** Begin Passage given **

Parenting with Avatars, Part II

Lately, Ethan refuses to allow the family to play a Wii or PS2 game in peace.  Instead of running away as seen in my first blog post, Parenting with Avatars, he now has enough strength to engage the girls in full combat.  He clings to my leg as I try to race down Kyra on the Wii Active Sports Obstacle Course.  He tackles Kyra and tries to yank the Wii controller out of her death grip.

If I strap the nunchuk onto his leg and teach him what buttons to push on the controller, he gets stage fright. He’s loving his moment in the spotlight, but he has no idea what to do.

Mostly, he throws such a ruckus that we give up our game.  I guess I would too if everyone was having fun, except me.

The solution emerged unexpectantly we hile we helped my sister-in-law Alice get married this past weekend in Washington, D.C.  One evening as I put finishing touches on Alice’s wedding program, laughter erupted in the next room.  The hardwood floor beneath my feet quaked from a stampede of little feet.  I could hear my nephews, nine-year-old Matthew and seven-year-old Jason, chanting, “Go Kyra.  Go Ethan.”

** End Passage given **

> **Your tasks**:
[A] Using one to three sentences, explain why the family usually ends up giving up its game, according to the blog post on parenting with avatars.
[B] Print everything in the blog post from "If I strap the" down to "what to do.".
[C] How old is the writer's nephew Jason, according to the blog post?
Rely on the blog post alone, with no outside knowledge.

** Begin Data rows **

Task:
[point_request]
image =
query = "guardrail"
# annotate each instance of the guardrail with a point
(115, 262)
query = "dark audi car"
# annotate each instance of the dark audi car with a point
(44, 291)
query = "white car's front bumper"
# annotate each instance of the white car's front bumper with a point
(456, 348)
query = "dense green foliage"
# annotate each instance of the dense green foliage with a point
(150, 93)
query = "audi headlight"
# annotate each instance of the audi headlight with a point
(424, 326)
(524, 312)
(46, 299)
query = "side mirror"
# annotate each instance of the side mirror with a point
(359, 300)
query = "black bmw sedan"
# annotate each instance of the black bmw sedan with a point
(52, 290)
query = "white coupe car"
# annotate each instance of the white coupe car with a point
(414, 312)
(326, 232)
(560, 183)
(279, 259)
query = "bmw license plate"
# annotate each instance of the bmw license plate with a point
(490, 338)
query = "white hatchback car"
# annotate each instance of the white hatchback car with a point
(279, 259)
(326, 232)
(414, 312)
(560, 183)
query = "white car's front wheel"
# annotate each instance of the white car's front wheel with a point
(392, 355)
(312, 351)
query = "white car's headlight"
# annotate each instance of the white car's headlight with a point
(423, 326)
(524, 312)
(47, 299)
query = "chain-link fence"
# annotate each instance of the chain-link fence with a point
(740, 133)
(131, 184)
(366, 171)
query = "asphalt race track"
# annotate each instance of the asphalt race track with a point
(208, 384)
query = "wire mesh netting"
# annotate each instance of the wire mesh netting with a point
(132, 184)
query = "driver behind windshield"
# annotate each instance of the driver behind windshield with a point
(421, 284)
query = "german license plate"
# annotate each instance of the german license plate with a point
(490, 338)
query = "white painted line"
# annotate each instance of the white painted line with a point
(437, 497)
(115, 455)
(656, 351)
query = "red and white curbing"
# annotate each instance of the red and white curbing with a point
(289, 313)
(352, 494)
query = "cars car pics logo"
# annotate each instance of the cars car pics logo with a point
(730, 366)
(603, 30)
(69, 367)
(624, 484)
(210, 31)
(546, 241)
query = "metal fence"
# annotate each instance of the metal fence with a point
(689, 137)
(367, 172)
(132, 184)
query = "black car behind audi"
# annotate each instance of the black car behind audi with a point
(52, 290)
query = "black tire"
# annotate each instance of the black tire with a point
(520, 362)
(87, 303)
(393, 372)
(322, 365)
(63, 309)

** End Data rows **

> **Solutions in order**:
[A] Ethan makes such a ruckus that the family gives up its game. The writer adds that they would probably do the same if everyone else were having fun except them.

[B]
If I strap the nunchuk onto his leg and teach him what buttons to push on the controller, he gets stage fright. He’s loving his moment in the spotlight, but he has no idea what to do.

[C] Jason is seven years old.